What needs to be done: Copy the listing below word for word, leaving out the pictures.

═══ Recorded data

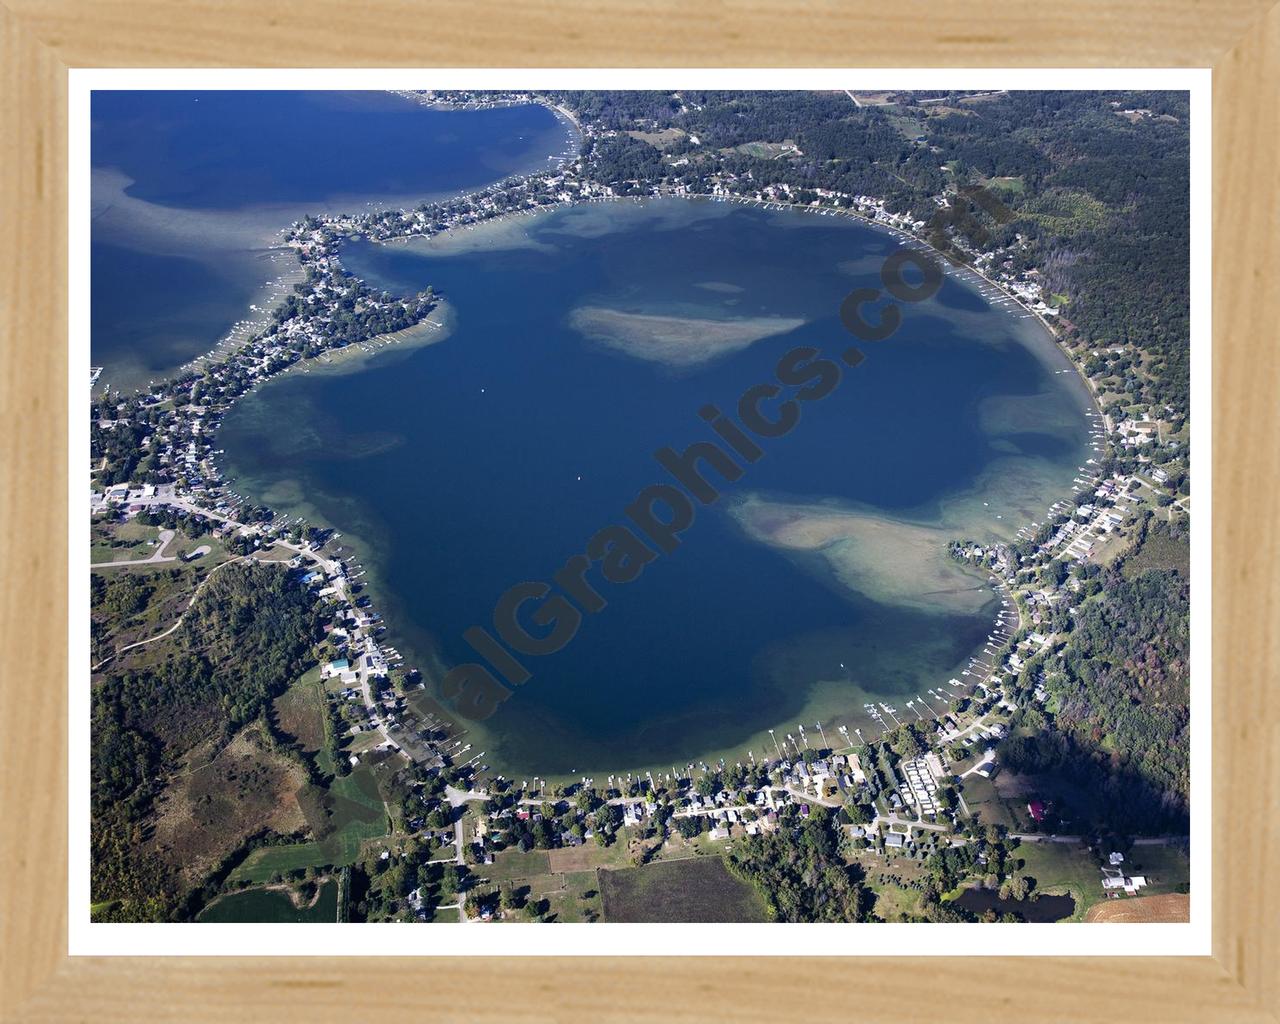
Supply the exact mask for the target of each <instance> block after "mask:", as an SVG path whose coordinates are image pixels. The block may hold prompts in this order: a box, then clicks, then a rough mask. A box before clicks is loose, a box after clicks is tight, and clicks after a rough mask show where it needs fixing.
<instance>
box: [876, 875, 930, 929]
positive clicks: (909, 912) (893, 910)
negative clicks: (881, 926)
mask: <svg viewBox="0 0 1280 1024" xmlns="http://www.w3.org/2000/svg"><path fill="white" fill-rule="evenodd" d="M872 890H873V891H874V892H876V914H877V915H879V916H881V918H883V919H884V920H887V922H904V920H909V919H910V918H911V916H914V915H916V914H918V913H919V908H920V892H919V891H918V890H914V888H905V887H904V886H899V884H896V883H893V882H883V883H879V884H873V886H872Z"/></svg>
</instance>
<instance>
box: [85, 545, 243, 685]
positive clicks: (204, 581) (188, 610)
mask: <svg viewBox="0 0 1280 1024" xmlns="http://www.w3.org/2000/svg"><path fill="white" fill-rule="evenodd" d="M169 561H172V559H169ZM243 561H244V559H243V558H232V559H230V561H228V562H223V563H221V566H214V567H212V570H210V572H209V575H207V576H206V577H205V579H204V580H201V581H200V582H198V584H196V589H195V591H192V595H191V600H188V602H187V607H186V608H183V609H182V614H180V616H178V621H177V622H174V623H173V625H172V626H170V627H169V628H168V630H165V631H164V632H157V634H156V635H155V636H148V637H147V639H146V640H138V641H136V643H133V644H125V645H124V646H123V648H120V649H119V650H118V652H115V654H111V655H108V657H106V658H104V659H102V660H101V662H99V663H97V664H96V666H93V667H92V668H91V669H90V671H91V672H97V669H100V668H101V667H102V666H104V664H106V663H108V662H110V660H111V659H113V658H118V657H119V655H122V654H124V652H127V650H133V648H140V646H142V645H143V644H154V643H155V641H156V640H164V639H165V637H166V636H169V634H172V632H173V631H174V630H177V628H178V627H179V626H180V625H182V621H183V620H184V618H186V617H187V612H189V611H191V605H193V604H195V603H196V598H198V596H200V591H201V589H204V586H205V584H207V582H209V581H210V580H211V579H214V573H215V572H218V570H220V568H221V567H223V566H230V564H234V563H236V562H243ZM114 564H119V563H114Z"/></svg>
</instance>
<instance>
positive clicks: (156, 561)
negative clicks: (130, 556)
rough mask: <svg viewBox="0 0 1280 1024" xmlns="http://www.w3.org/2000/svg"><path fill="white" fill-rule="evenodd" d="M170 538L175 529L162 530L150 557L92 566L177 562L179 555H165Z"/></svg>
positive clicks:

══════

Task result:
Supply the exact mask for the target of each <instance> block after "mask:", as an SVG path whose coordinates are image pixels. The block may hold prompts in this order: a box, then clicks, then a rough mask. A box before clicks is loose, a box after clicks is tight, and clicks after a rough mask show where it needs fixing.
<instance>
box: [876, 875, 930, 929]
positive clicks: (909, 912) (893, 910)
negative clicks: (881, 926)
mask: <svg viewBox="0 0 1280 1024" xmlns="http://www.w3.org/2000/svg"><path fill="white" fill-rule="evenodd" d="M872 890H873V891H874V892H876V914H877V915H879V916H881V918H883V919H884V920H887V922H904V920H909V919H910V918H911V916H914V915H916V914H918V913H919V908H920V892H919V891H918V890H914V888H905V887H904V886H899V884H896V883H893V882H883V883H879V884H873V886H872Z"/></svg>
</instance>
<instance>
box: [85, 545, 243, 685]
positive clicks: (204, 581) (188, 610)
mask: <svg viewBox="0 0 1280 1024" xmlns="http://www.w3.org/2000/svg"><path fill="white" fill-rule="evenodd" d="M169 561H172V559H169ZM243 561H244V559H243V558H232V559H230V561H228V562H223V563H221V566H214V567H212V570H210V572H209V575H207V576H206V577H205V579H204V580H201V581H200V582H198V584H196V589H195V591H192V595H191V600H188V602H187V607H186V608H183V609H182V614H180V616H178V621H177V622H174V623H173V625H172V626H170V627H169V628H168V630H165V631H164V632H157V634H156V635H155V636H148V637H147V639H146V640H138V641H136V643H133V644H125V645H124V646H123V648H120V649H119V650H118V652H115V654H111V655H108V657H106V658H104V659H102V660H101V662H99V663H97V664H96V666H93V667H92V668H91V669H90V671H91V672H97V669H100V668H101V667H102V666H104V664H106V663H108V662H110V660H111V659H113V658H118V657H119V655H122V654H124V652H127V650H133V648H140V646H142V645H143V644H154V643H155V641H156V640H164V639H165V637H166V636H169V634H172V632H173V631H174V630H177V628H178V627H179V626H180V625H182V621H183V620H184V618H186V617H187V612H189V611H191V605H193V604H195V603H196V598H198V596H200V591H201V589H204V586H205V584H207V582H209V581H210V580H211V579H214V573H215V572H218V570H220V568H221V567H223V566H230V564H234V563H236V562H243ZM114 564H119V563H114Z"/></svg>
</instance>
<instance>
positive clicks: (156, 561)
negative clicks: (130, 556)
rough mask: <svg viewBox="0 0 1280 1024" xmlns="http://www.w3.org/2000/svg"><path fill="white" fill-rule="evenodd" d="M170 538L175 529L162 530L150 557L92 566L177 562L179 555H165Z"/></svg>
positive clicks:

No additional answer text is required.